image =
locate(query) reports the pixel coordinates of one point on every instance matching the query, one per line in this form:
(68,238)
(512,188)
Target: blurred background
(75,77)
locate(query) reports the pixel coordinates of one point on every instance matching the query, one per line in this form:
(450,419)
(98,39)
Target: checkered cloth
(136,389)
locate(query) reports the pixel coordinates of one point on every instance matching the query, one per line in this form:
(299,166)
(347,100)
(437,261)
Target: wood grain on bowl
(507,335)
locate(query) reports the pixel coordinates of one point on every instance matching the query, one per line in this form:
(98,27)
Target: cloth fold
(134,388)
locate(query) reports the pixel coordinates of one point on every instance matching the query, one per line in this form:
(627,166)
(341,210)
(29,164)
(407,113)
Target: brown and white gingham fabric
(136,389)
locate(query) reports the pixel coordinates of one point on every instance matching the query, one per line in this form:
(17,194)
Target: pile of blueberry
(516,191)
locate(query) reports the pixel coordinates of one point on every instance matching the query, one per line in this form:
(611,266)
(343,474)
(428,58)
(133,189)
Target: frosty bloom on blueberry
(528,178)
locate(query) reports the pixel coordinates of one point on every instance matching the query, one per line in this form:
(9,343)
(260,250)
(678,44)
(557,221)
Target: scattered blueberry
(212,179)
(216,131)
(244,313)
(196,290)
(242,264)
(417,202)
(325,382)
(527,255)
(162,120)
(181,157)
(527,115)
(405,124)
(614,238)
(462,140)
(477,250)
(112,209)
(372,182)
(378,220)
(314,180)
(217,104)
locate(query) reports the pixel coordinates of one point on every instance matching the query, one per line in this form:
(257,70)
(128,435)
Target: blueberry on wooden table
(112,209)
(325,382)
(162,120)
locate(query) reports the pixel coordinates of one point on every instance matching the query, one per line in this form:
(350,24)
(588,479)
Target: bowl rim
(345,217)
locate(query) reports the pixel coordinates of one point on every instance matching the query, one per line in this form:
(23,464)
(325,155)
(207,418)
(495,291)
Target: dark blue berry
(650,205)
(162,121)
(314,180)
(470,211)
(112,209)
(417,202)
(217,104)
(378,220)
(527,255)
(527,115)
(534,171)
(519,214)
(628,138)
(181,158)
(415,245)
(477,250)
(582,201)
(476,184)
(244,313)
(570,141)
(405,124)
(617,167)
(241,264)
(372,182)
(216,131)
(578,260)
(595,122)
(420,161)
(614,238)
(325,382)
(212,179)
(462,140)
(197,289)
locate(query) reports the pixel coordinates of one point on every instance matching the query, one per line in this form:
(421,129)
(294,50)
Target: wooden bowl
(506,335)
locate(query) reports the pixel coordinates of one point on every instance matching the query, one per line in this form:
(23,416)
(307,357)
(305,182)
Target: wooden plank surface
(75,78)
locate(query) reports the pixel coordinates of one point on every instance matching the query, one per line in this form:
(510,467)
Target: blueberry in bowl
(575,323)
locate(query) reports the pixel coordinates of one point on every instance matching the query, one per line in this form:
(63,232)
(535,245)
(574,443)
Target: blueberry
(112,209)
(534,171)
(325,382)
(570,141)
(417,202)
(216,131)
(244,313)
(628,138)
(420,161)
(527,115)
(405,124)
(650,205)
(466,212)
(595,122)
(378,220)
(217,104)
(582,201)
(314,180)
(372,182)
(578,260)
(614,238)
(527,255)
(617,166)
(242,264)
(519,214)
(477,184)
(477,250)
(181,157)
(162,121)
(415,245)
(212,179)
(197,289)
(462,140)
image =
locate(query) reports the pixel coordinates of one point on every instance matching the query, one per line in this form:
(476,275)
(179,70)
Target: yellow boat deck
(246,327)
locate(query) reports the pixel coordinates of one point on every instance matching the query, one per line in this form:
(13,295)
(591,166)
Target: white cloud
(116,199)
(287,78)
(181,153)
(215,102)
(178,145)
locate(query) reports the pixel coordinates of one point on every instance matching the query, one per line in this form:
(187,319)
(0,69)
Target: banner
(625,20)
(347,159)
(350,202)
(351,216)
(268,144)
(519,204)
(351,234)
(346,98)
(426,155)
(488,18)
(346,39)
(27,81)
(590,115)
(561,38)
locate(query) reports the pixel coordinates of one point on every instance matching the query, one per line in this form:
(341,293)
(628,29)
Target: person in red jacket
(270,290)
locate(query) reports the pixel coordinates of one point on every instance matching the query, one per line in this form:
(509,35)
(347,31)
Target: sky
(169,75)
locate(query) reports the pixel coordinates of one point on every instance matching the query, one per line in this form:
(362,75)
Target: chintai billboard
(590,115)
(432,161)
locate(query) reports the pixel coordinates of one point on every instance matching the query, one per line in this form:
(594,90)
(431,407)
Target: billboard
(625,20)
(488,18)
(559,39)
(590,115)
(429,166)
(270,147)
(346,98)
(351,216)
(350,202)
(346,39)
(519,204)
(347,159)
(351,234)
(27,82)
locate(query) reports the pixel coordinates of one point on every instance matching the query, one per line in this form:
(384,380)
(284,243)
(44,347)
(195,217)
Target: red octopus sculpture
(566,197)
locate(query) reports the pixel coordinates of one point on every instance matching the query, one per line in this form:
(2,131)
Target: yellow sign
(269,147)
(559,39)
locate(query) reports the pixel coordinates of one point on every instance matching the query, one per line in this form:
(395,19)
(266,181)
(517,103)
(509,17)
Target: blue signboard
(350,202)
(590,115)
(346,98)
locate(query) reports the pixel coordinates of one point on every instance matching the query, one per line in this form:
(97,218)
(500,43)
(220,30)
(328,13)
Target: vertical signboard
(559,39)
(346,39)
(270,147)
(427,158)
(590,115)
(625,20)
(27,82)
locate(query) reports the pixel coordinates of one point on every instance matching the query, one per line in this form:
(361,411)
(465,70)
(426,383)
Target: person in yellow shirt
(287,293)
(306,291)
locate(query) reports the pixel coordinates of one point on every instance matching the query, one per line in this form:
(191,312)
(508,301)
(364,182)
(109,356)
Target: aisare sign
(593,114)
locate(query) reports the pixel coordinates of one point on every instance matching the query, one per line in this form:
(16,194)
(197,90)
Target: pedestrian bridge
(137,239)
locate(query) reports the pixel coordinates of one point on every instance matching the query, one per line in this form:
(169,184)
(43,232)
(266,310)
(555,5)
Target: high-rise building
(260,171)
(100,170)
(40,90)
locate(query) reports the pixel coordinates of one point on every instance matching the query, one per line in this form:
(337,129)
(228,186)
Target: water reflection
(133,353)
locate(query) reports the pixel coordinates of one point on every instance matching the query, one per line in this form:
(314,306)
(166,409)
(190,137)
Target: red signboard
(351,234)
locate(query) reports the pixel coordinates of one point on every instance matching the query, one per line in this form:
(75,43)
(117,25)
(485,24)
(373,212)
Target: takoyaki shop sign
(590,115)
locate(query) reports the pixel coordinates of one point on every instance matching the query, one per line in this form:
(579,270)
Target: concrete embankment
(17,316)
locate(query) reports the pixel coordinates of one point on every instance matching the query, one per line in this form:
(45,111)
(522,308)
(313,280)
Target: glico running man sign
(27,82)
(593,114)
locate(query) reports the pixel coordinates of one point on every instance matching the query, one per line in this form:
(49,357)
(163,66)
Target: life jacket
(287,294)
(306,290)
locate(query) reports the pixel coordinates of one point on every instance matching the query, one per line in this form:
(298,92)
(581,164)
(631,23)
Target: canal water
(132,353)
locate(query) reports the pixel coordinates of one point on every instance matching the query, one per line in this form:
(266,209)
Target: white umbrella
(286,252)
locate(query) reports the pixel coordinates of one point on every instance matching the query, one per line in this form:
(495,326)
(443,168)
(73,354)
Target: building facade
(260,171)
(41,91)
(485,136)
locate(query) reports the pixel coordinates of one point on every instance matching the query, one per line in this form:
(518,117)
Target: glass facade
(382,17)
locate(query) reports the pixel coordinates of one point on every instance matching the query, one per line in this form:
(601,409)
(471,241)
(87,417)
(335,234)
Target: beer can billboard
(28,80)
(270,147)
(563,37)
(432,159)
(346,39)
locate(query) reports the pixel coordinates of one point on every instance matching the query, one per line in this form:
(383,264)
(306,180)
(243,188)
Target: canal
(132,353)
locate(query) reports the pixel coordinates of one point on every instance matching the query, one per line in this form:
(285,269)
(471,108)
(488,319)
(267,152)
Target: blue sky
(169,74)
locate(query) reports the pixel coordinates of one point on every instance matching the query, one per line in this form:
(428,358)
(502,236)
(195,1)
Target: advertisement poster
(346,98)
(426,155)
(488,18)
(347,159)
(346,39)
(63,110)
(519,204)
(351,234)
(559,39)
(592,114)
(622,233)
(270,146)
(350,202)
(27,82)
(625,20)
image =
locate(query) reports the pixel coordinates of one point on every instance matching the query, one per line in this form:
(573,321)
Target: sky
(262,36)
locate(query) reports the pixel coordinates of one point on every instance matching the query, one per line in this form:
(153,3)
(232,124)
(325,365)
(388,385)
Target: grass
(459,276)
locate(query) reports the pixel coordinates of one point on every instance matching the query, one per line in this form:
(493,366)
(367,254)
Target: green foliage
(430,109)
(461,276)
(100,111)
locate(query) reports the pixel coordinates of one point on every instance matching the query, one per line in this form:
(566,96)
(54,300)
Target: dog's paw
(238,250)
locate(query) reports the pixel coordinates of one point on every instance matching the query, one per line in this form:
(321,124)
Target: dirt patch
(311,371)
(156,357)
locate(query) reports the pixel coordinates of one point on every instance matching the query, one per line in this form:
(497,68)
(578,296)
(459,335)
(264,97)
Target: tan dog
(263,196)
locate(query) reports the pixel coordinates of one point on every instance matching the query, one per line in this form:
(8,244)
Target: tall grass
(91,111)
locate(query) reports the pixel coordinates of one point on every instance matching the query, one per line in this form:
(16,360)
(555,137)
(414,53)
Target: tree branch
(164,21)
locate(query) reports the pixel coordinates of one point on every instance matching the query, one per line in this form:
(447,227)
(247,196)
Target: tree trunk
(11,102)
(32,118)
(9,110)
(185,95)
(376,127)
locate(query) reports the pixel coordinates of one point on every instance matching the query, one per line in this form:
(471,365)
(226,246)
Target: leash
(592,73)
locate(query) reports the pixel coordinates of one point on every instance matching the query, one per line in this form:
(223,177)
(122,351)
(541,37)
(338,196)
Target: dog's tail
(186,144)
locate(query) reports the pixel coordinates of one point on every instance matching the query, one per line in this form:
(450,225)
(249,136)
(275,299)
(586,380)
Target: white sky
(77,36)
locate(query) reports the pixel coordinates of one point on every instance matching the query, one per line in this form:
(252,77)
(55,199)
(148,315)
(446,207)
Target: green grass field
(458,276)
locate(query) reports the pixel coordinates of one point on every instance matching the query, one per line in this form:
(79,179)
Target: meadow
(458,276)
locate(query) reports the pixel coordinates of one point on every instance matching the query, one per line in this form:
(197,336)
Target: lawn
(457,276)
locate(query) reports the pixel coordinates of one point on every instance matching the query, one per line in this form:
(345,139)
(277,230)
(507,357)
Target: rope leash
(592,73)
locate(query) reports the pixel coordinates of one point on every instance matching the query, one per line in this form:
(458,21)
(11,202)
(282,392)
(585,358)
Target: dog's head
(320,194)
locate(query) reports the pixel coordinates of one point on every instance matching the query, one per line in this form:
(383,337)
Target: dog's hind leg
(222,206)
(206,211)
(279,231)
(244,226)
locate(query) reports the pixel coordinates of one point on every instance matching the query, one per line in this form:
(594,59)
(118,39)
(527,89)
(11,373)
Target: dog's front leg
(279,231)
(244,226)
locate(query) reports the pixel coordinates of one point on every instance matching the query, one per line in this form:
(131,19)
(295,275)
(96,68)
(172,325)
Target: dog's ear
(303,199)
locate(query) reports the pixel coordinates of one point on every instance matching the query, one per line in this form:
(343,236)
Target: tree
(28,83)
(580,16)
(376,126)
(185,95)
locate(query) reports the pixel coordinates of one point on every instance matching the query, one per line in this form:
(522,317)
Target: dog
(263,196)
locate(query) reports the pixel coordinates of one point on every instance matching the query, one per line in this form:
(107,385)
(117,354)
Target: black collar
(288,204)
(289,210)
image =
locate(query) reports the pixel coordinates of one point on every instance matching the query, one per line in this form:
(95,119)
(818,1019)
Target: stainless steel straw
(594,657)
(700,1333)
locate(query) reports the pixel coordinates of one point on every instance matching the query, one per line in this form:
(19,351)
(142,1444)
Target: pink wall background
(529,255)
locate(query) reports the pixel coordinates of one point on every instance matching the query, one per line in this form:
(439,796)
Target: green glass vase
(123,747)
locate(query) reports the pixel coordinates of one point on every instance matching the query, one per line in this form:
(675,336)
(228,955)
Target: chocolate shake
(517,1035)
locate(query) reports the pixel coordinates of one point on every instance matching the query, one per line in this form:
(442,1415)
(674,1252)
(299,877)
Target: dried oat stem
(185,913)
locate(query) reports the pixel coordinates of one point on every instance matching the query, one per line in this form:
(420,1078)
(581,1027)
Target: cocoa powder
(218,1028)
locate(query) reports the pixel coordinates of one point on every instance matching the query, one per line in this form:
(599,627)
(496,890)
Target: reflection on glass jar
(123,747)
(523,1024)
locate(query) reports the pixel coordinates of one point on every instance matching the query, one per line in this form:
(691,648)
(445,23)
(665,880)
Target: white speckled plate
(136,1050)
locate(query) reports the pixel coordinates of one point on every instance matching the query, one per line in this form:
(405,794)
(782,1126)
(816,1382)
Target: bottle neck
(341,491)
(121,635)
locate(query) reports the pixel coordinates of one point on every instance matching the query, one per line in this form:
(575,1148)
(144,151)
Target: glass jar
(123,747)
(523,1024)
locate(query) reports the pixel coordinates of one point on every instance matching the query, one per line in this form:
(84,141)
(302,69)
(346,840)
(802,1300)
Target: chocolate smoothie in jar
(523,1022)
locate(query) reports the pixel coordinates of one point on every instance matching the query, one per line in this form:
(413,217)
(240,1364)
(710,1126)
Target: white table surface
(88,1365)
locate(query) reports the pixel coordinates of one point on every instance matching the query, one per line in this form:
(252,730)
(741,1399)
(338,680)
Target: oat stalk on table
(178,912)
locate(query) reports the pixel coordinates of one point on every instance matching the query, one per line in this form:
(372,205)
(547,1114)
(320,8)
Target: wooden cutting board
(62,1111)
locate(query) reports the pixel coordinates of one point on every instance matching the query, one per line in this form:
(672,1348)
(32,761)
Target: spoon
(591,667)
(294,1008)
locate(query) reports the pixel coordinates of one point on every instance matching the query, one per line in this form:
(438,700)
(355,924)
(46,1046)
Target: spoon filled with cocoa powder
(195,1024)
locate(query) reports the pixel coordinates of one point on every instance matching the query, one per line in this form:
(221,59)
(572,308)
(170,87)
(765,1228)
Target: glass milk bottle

════════════════════

PROMPT: Give back exactly the lines from the one with "Target: cocoa powder" through the final line of the material, both ends included, and no others.

RESPONSE TO THE EXERCISE:
Target: cocoa powder
(218,1028)
locate(query) reports the pixel coordinates of one point on every instance matching the query, one per line in this form:
(599,627)
(496,890)
Target: reflection on glass jar
(123,747)
(523,1024)
locate(query) reports the pixel coordinates of one point on every instance matching the query, one per line in this form:
(691,648)
(445,23)
(665,880)
Target: white speckled plate
(136,1050)
locate(query) reports the pixel coordinates of one point on every instance matching the query, one per line in this form:
(405,794)
(782,1126)
(816,1382)
Target: bottle neck
(341,491)
(121,635)
locate(query) reports the pixel coordinates of one point on every instance matching the query, one per line in this form:
(575,1148)
(144,151)
Target: glass jar
(123,747)
(523,1024)
locate(query) reports the pixel coordinates of one point on every instance matching the query, one per line in this form:
(84,141)
(302,69)
(346,840)
(802,1300)
Target: chocolate smoothie in jar
(523,1022)
locate(query) reports the pixel coordinates of one point on every instance matching the query, one per line in this form:
(413,217)
(240,1364)
(710,1126)
Target: white table surface
(88,1365)
locate(query) reports the pixel coordinates of one point on every instance matching the query, one per line in this form:
(252,730)
(741,1399)
(338,680)
Target: oat stalk on table
(178,912)
locate(query) reports the pixel coordinates of one point on every instance matching the query, one per line in this form:
(372,205)
(547,1114)
(320,8)
Target: wooden cutting board
(62,1111)
locate(query) reports the pixel coordinates of one point on every instance matching the query, one per line in this form:
(672,1348)
(32,761)
Target: spoon
(591,667)
(294,1008)
locate(query) reports the pixel coordinates of one point on every instance matching the query, one per line in this form:
(438,700)
(355,924)
(46,1046)
Target: spoon filled with cocoa powder
(195,1024)
locate(query) reports the pixel coordinates of one point on every instance matching the query, one per line in this form:
(221,59)
(572,308)
(170,87)
(765,1228)
Target: glass milk bottle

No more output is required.